[STATED GOAL]: Which lines in the data below contain the word "shower"? Report each of them in full.

[RECORDS SUPPLIED]:
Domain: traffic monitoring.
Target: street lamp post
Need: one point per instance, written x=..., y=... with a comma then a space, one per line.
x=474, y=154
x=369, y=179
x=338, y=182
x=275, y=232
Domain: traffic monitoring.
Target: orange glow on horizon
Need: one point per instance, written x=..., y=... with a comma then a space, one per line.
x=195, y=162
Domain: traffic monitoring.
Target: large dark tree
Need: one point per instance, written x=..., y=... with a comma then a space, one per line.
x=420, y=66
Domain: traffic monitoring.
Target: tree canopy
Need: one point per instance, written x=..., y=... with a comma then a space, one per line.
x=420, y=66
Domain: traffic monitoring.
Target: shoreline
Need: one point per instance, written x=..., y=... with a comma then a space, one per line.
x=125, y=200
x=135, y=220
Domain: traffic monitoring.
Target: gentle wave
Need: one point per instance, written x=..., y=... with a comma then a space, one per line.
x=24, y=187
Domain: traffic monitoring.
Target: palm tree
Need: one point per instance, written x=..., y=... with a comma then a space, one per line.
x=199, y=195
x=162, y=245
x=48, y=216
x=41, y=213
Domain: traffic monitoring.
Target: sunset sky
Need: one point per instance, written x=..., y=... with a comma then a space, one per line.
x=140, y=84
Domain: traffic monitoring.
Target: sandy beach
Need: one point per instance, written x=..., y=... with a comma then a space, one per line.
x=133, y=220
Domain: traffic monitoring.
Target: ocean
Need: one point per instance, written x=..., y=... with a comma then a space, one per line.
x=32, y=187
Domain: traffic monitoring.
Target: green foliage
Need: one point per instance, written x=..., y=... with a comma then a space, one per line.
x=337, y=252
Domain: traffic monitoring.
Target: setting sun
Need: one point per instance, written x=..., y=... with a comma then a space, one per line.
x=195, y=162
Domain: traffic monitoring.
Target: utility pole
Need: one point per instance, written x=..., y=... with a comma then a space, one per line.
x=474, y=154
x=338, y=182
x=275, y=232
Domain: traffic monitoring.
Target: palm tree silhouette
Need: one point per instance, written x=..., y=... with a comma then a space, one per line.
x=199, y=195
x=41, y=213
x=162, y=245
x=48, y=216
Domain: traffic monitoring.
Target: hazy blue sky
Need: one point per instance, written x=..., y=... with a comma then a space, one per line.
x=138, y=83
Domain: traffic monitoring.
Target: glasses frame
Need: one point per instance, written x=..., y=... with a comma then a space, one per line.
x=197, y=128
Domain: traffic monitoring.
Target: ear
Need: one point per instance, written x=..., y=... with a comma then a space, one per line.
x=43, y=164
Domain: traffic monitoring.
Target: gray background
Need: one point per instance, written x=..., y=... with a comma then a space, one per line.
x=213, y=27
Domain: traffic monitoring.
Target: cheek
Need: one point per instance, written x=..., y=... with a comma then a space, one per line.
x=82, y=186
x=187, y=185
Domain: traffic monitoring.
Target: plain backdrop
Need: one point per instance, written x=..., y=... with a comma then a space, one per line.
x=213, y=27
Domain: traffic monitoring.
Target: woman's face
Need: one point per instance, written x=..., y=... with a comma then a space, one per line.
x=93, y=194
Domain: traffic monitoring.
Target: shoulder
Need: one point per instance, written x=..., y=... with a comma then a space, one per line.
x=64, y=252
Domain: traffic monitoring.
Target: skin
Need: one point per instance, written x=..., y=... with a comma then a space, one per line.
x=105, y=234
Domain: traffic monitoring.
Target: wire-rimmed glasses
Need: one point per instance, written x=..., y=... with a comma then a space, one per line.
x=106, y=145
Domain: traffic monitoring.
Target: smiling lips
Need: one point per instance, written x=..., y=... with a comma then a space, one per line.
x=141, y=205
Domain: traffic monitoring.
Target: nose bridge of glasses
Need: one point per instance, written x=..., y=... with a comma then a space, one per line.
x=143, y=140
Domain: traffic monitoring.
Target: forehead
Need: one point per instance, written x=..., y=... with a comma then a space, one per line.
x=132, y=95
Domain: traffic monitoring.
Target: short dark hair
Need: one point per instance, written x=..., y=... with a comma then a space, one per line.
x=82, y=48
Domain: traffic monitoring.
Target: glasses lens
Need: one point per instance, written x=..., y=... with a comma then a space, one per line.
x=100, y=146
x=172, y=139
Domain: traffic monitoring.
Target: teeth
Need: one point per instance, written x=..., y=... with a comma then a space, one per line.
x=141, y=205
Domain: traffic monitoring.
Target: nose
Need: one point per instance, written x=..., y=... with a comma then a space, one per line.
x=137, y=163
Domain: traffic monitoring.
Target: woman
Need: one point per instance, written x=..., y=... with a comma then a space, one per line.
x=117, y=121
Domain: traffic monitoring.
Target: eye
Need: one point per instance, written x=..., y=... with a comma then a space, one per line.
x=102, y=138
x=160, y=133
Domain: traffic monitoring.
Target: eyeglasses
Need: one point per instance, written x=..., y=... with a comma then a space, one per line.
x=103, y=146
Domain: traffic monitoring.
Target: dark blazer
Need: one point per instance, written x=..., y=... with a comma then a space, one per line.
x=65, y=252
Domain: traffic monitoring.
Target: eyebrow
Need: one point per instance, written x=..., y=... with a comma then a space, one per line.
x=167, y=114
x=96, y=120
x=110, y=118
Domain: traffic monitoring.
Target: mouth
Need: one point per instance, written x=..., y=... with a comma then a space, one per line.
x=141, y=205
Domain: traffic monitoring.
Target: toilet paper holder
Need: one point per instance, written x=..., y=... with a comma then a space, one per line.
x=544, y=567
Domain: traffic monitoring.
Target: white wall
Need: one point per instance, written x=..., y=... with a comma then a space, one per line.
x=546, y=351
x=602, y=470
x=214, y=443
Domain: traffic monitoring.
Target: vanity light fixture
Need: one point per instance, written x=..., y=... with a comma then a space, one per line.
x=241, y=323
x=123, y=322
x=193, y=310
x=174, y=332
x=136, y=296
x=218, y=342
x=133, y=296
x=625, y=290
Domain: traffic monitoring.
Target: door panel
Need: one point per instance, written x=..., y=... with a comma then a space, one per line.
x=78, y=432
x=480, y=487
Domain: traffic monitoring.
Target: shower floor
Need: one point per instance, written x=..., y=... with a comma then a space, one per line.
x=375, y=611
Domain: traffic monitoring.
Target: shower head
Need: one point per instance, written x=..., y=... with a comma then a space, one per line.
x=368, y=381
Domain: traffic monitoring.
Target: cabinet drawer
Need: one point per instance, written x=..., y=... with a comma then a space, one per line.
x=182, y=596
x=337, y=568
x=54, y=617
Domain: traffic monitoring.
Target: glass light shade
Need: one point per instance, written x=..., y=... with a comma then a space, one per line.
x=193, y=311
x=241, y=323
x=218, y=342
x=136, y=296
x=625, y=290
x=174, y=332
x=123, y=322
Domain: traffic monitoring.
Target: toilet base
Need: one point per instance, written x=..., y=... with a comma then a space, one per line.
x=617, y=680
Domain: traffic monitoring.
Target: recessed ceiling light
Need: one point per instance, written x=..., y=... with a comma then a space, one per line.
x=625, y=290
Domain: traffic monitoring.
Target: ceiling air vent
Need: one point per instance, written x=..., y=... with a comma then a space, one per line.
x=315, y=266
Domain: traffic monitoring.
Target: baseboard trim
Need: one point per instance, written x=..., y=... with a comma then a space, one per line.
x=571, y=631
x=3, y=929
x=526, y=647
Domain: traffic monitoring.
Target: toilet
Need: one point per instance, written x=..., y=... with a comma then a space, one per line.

[RESPONSE TO THIS EXERCISE]:
Target: shower floor
Target: shower head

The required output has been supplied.